From the records below, return every line containing the word "fireplace".

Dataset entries
####

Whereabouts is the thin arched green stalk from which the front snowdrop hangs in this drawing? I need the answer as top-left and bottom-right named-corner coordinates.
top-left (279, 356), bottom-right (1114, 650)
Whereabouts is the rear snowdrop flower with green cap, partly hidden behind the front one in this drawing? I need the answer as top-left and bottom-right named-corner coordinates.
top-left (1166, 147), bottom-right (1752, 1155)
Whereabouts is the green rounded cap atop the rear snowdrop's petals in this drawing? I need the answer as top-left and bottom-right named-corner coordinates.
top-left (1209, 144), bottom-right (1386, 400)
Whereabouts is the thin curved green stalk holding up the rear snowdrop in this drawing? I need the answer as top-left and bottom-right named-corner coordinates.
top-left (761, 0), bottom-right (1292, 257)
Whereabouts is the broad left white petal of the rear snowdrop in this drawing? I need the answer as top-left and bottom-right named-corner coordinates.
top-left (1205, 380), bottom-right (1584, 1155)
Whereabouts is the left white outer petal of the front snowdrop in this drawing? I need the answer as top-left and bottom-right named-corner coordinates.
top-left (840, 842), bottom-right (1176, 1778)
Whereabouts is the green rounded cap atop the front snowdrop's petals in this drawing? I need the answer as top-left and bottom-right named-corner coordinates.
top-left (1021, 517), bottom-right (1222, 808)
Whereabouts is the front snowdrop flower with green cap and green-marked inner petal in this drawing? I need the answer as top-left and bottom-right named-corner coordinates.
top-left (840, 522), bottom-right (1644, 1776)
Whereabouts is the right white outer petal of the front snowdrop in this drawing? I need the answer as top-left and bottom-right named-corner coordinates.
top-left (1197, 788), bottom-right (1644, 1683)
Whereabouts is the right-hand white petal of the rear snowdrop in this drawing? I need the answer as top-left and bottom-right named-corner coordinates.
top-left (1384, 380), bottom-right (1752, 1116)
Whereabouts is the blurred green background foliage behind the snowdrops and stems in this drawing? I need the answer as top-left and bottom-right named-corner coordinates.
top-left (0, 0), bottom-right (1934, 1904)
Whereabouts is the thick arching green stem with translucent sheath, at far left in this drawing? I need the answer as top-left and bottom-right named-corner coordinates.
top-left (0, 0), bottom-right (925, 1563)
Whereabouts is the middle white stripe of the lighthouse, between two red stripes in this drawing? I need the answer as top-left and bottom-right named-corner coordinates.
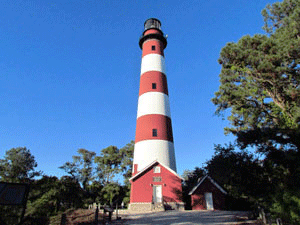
top-left (137, 92), bottom-right (171, 118)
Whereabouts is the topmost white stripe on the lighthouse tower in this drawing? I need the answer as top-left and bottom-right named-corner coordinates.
top-left (141, 54), bottom-right (166, 75)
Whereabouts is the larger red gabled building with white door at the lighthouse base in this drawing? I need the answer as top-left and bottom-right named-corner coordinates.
top-left (130, 161), bottom-right (184, 211)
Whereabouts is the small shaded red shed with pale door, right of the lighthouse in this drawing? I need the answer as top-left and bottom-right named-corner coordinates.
top-left (189, 175), bottom-right (227, 210)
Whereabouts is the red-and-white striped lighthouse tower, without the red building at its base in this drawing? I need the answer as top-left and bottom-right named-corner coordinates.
top-left (133, 18), bottom-right (176, 174)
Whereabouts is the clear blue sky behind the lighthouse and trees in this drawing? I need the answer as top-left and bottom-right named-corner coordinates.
top-left (0, 0), bottom-right (275, 179)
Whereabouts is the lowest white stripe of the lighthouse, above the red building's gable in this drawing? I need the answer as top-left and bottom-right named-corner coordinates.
top-left (133, 140), bottom-right (176, 172)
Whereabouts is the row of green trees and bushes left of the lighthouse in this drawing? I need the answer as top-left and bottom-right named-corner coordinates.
top-left (0, 142), bottom-right (134, 224)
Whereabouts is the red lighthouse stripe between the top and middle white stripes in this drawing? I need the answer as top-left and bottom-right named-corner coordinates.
top-left (139, 71), bottom-right (168, 96)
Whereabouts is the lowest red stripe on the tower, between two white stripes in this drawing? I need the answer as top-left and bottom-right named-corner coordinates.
top-left (135, 114), bottom-right (173, 143)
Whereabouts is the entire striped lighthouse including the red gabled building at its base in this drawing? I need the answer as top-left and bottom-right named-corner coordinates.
top-left (129, 18), bottom-right (183, 211)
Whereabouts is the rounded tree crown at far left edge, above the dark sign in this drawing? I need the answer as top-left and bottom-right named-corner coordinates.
top-left (0, 147), bottom-right (41, 183)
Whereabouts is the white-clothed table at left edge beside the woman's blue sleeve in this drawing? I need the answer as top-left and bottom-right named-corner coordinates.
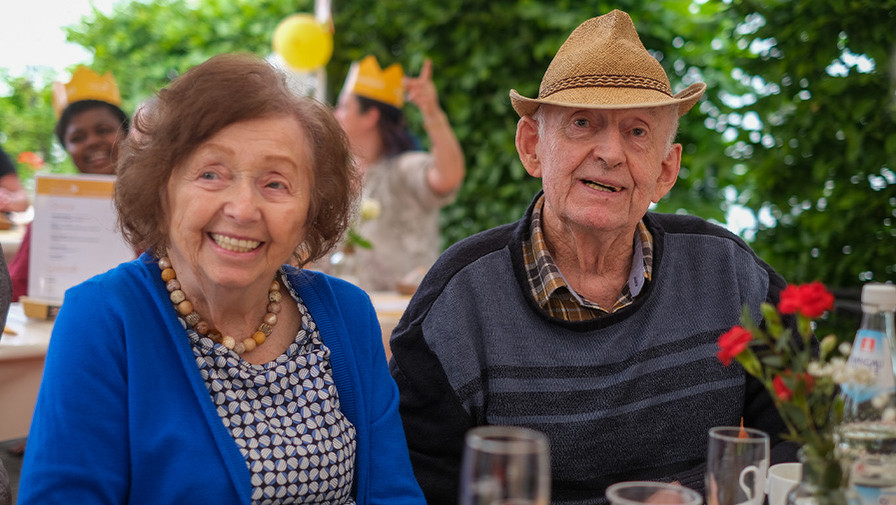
top-left (0, 303), bottom-right (53, 440)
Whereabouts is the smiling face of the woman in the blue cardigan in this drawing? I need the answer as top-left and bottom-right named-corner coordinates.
top-left (166, 116), bottom-right (313, 292)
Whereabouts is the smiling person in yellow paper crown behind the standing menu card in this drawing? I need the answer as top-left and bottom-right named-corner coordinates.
top-left (9, 67), bottom-right (129, 301)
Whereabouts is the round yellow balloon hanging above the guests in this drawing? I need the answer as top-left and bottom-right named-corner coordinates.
top-left (273, 14), bottom-right (333, 70)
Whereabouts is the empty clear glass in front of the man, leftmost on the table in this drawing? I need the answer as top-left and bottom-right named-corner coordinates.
top-left (460, 426), bottom-right (551, 505)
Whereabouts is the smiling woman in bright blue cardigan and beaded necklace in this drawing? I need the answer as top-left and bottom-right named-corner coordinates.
top-left (18, 54), bottom-right (425, 505)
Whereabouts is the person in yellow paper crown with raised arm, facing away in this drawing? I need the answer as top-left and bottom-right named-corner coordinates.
top-left (334, 55), bottom-right (465, 291)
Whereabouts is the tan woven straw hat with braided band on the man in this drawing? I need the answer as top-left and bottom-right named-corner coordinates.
top-left (510, 10), bottom-right (706, 117)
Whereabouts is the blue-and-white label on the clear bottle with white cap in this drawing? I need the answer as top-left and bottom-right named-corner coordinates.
top-left (843, 329), bottom-right (896, 402)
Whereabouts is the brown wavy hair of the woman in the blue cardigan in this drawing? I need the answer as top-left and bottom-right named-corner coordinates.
top-left (115, 54), bottom-right (360, 265)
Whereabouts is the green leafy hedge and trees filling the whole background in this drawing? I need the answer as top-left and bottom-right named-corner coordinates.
top-left (0, 0), bottom-right (896, 302)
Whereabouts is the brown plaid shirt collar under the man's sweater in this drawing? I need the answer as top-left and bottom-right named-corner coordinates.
top-left (523, 195), bottom-right (653, 321)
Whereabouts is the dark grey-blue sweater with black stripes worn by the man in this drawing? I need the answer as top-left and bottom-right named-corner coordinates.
top-left (390, 193), bottom-right (795, 505)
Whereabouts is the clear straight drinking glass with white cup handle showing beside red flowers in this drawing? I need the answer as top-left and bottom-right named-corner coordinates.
top-left (706, 426), bottom-right (769, 505)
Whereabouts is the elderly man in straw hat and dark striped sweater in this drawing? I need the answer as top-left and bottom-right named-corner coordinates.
top-left (390, 10), bottom-right (795, 504)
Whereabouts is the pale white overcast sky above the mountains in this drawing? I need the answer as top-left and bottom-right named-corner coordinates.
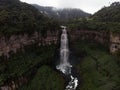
top-left (20, 0), bottom-right (120, 14)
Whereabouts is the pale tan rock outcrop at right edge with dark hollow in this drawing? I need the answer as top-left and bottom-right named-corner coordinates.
top-left (110, 32), bottom-right (120, 53)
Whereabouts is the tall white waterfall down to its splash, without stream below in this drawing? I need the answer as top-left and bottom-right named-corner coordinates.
top-left (57, 26), bottom-right (72, 74)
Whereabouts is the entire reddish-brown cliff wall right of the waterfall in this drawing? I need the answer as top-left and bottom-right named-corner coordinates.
top-left (69, 30), bottom-right (120, 54)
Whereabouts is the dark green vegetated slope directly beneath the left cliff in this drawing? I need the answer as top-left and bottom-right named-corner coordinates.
top-left (0, 45), bottom-right (55, 85)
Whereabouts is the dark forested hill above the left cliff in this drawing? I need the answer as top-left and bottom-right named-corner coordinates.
top-left (0, 0), bottom-right (59, 35)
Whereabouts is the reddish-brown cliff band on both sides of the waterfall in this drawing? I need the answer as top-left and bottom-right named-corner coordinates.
top-left (0, 30), bottom-right (120, 58)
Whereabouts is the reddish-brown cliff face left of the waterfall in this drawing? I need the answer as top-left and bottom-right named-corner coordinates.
top-left (0, 32), bottom-right (58, 57)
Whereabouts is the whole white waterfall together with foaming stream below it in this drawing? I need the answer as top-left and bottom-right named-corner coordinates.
top-left (56, 26), bottom-right (78, 90)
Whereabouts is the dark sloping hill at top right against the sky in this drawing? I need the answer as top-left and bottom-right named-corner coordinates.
top-left (93, 2), bottom-right (120, 22)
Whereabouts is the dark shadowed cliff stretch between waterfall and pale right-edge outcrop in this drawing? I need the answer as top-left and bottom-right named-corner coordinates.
top-left (71, 30), bottom-right (107, 44)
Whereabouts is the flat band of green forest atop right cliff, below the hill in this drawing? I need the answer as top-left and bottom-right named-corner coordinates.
top-left (67, 18), bottom-right (120, 33)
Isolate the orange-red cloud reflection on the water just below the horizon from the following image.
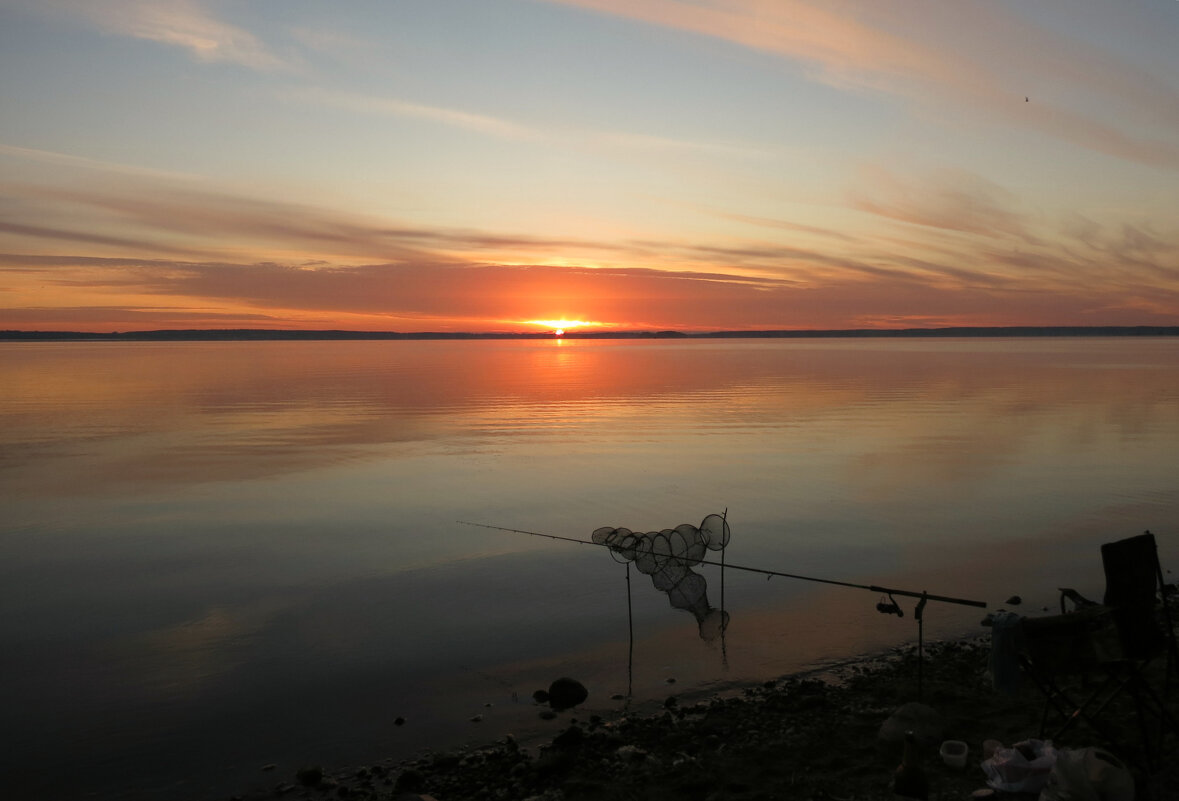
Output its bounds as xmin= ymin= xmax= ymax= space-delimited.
xmin=0 ymin=341 xmax=1174 ymax=494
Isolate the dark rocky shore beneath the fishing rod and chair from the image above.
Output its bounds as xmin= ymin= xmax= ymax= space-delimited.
xmin=236 ymin=637 xmax=1179 ymax=801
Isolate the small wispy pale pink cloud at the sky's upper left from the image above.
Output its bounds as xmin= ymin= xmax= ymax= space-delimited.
xmin=32 ymin=0 xmax=290 ymax=71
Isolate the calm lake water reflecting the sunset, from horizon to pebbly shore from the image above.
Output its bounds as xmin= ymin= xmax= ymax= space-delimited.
xmin=0 ymin=339 xmax=1179 ymax=800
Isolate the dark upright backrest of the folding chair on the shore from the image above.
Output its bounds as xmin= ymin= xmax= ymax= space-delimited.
xmin=1101 ymin=532 xmax=1164 ymax=659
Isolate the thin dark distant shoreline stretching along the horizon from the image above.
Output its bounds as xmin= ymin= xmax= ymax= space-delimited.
xmin=0 ymin=326 xmax=1179 ymax=342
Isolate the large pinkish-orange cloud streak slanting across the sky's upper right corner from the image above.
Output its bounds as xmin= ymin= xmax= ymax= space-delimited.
xmin=549 ymin=0 xmax=1179 ymax=169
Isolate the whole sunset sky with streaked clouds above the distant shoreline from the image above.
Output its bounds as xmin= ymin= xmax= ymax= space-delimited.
xmin=0 ymin=0 xmax=1179 ymax=331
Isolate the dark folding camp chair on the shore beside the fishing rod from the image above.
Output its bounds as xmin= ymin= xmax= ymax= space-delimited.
xmin=1019 ymin=532 xmax=1179 ymax=769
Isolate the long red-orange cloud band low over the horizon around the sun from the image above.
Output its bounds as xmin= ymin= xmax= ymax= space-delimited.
xmin=9 ymin=244 xmax=1179 ymax=330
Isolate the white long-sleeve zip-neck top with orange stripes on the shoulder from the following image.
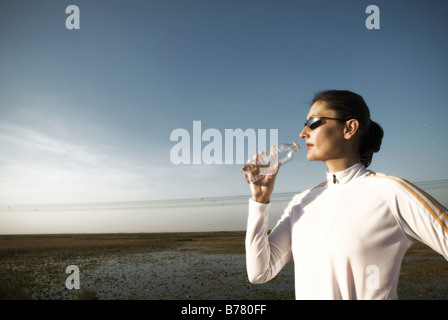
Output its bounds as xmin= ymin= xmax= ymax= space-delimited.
xmin=246 ymin=164 xmax=448 ymax=299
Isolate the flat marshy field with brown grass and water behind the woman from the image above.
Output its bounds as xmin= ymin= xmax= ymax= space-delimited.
xmin=0 ymin=231 xmax=448 ymax=300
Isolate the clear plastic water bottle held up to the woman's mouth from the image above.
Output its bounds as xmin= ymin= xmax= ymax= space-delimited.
xmin=241 ymin=142 xmax=300 ymax=183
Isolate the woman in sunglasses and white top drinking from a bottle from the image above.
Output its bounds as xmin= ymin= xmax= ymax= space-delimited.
xmin=246 ymin=90 xmax=448 ymax=299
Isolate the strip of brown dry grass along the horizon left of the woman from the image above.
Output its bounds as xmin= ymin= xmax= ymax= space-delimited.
xmin=0 ymin=232 xmax=244 ymax=260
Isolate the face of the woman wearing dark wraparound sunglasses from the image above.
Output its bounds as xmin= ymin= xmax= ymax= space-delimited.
xmin=300 ymin=101 xmax=347 ymax=162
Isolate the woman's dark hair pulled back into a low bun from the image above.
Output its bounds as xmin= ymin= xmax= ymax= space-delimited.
xmin=312 ymin=90 xmax=384 ymax=167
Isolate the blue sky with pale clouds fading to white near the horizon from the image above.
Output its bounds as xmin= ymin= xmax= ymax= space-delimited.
xmin=0 ymin=0 xmax=448 ymax=234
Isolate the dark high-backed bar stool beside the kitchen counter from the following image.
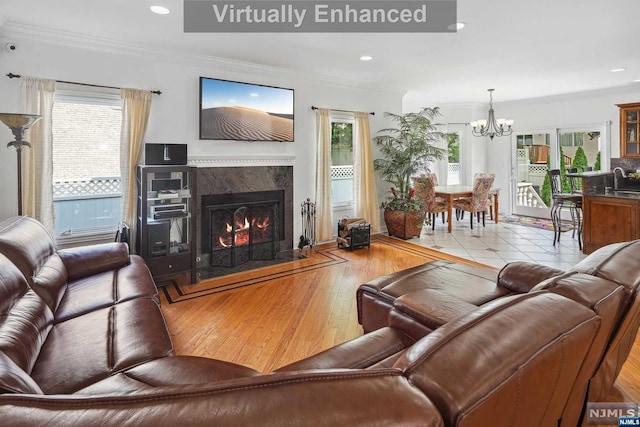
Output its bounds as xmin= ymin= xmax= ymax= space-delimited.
xmin=547 ymin=169 xmax=582 ymax=250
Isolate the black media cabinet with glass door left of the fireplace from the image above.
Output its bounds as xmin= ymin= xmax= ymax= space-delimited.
xmin=136 ymin=165 xmax=196 ymax=284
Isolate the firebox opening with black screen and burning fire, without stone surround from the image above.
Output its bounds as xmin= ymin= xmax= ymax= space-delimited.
xmin=202 ymin=191 xmax=284 ymax=267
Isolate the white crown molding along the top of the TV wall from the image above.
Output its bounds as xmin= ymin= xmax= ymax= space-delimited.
xmin=0 ymin=17 xmax=406 ymax=96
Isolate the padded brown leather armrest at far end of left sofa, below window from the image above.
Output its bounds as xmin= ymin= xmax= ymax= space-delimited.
xmin=58 ymin=243 xmax=130 ymax=281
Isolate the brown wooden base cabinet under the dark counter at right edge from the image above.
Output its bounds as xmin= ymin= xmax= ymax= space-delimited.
xmin=582 ymin=196 xmax=640 ymax=254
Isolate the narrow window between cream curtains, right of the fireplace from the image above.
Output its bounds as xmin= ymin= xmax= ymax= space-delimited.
xmin=331 ymin=116 xmax=354 ymax=206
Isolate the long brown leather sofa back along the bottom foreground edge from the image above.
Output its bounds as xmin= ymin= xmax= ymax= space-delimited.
xmin=0 ymin=369 xmax=444 ymax=427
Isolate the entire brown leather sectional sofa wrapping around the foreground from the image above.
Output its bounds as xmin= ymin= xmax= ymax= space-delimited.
xmin=0 ymin=217 xmax=640 ymax=426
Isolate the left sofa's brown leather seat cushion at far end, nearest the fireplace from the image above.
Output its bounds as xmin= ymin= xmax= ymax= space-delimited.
xmin=55 ymin=256 xmax=158 ymax=323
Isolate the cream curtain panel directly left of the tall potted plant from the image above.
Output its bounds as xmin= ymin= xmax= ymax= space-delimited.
xmin=353 ymin=112 xmax=380 ymax=231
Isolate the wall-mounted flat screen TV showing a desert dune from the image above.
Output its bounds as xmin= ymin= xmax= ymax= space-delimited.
xmin=200 ymin=77 xmax=293 ymax=142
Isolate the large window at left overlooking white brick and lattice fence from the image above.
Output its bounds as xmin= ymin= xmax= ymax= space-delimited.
xmin=52 ymin=90 xmax=122 ymax=242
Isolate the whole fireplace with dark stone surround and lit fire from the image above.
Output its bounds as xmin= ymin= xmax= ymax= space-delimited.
xmin=195 ymin=165 xmax=294 ymax=279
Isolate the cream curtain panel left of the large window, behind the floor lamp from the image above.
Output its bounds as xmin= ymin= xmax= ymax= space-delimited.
xmin=19 ymin=76 xmax=56 ymax=236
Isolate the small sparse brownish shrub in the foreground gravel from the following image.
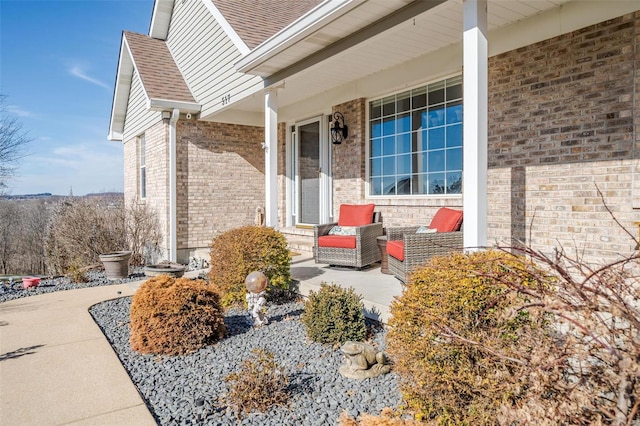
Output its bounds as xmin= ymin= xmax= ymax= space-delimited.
xmin=224 ymin=349 xmax=289 ymax=418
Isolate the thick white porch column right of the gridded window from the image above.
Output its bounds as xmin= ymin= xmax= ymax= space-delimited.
xmin=462 ymin=0 xmax=488 ymax=250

####

▶ **Answer area**
Isolate the black media cabinet with glass door left of the fireplace from the image above.
Isolate the narrow window between cream curtains, right of the fireplace from the image above.
Isolate the left sofa's brown leather seat cushion at far end, nearest the fireplace from the image above.
Isolate the whole fireplace with dark stone surround and lit fire from the image above.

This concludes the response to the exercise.